Verilen görev 1: Çetin Emeç suikastiyle ilgili metin, Reha Muhtar'ın yazısını neden öne çıkarıyor? Metnin verdiği gerekçeye dayanarak bir ila üç cümleyle açıklayın.
Verilen görev 2: Çetin Emeç suikastiyle ilgili metinden "7 Mart 1990’da" ile "Haydi Türkiye göreve!" arasındaki kısmı, her iki uç dahil olmak üzere birebir tekrarlayın.

Metinden parça:
-------------------------
7 Mart 1990’da öldürülen Hürriyet’in genel yayın yönetmeni Çetin Emeç suikasti hala aydınlanamadı. Emeç cinayetinin aydınlatılması konusunda özellikle Aydın Doğan’ın hiç çaba göstermemesi de ilginç. 27 yıldır da hep akıllara takılan soru şu; Aydın Doğan Çetin Emeç cinayetinin neresinde? Gazeteci Reha Muhtar, rehamuhtar.com.tr sitesinde “Çetin Emeç’in ölüm yıldönümünde Çetin Emeç olayının şifreleri…” başlıklı bir yazı kaleme aldı. Yazısı Aydın Doğan’ın Çetin Emeç’ten rahatsızlığını da gözler önüne serdi. Yazısında “Gazeteci” diye söz ettiği kişi ise bizzat Reha Muhtar’ın kendisi… İşte Emeç cinayetinin şifrelerini çözecek çarpıcı yazı…
Çetin Emeç’in gerçek katilleri kim? Haydi Türkiye göreve!
-------------------------
İşaretleme veri kümesinden kesitler:
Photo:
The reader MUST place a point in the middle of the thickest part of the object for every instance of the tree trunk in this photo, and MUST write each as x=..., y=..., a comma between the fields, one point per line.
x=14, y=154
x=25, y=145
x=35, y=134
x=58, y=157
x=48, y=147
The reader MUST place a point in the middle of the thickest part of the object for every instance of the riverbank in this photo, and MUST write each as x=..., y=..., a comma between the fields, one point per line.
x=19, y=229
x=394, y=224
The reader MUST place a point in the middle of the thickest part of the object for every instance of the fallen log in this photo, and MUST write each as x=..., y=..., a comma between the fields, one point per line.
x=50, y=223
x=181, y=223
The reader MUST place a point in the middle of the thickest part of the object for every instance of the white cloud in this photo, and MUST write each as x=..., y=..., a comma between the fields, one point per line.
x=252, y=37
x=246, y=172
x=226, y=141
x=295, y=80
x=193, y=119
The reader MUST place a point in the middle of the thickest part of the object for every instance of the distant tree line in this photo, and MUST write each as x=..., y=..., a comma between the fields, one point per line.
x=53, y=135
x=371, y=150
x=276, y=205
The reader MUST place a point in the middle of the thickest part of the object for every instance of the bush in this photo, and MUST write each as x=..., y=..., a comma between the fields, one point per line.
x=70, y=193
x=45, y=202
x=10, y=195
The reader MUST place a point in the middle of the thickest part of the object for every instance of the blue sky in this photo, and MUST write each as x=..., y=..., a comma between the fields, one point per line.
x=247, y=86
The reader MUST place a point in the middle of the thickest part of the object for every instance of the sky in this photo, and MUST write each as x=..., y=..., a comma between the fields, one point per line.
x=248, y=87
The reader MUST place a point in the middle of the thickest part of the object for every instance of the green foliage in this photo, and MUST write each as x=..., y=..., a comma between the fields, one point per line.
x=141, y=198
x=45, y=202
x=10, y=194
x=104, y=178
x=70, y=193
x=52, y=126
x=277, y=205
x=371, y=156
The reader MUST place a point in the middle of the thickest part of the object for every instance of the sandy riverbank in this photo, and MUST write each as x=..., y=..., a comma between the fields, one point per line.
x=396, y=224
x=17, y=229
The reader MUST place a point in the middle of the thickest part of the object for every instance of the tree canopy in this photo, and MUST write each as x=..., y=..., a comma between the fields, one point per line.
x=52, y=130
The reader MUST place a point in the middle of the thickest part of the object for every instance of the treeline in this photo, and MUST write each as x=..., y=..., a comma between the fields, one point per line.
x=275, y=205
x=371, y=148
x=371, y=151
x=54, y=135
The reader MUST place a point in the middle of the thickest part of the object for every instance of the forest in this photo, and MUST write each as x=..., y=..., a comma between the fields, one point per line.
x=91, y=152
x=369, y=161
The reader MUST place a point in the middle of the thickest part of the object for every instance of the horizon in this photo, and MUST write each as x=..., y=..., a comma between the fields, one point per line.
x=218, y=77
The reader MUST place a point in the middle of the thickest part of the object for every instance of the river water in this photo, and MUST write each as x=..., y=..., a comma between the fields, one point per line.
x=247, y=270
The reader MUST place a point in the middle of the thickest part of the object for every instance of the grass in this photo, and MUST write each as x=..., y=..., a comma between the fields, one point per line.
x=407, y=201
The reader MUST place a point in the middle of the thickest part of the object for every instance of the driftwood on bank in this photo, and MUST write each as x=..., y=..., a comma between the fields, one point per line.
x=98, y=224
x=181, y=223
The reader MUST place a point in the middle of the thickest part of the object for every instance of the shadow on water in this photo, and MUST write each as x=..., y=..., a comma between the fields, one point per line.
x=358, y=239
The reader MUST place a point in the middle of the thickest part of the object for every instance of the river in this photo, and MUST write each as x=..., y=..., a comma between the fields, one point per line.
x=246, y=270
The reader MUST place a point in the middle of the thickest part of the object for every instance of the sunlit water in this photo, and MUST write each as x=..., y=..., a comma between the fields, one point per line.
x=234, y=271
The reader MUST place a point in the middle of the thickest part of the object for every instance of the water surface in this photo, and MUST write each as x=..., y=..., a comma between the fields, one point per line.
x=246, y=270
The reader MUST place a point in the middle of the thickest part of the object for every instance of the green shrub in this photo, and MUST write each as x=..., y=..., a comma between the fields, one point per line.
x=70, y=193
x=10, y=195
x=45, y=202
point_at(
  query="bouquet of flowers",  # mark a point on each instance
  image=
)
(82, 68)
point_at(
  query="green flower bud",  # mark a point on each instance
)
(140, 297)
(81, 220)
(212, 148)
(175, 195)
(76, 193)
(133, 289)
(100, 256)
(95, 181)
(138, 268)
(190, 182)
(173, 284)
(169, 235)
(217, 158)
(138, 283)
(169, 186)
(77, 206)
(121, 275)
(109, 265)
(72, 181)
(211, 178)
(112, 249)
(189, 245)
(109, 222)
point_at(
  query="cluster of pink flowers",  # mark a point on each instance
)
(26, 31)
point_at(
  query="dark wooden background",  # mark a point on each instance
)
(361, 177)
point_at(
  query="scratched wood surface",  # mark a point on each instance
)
-------------------------
Tam yanıt 1: Metne göre Reha Muhtar'ın yazısı, Aydın Doğan'ın Çetin Emeç'ten rahatsızlığını gözler önüne sermiştir. Metin bu yazıyı, Emeç cinayetinin şifrelerini çözecek çarpıcı bir yazı olarak sunar. Yazıda "Gazeteci" diye söz edilen kişi de Reha Muhtar'ın kendisidir.

Tam yanıt 2:
7 Mart 1990’da öldürülen Hürriyet’in genel yayın yönetmeni Çetin Emeç suikasti hala aydınlanamadı. Emeç cinayetinin aydınlatılması konusunda özellikle Aydın Doğan’ın hiç çaba göstermemesi de ilginç. 27 yıldır da hep akıllara takılan soru şu; Aydın Doğan Çetin Emeç cinayetinin neresinde? Gazeteci Reha Muhtar, rehamuhtar.com.tr sitesinde “Çetin Emeç’in ölüm yıldönümünde Çetin Emeç olayının şifreleri…” başlıklı bir yazı kaleme aldı. Yazısı Aydın Doğan’ın Çetin Emeç’ten rahatsızlığını da gözler önüne serdi. Yazısında “Gazeteci” diye söz ettiği kişi ise bizzat Reha Muhtar’ın kendisi… İşte Emeç cinayetinin şifrelerini çözecek çarpıcı yazı…
Çetin Emeç’in gerçek katilleri kim? Haydi Türkiye göreve!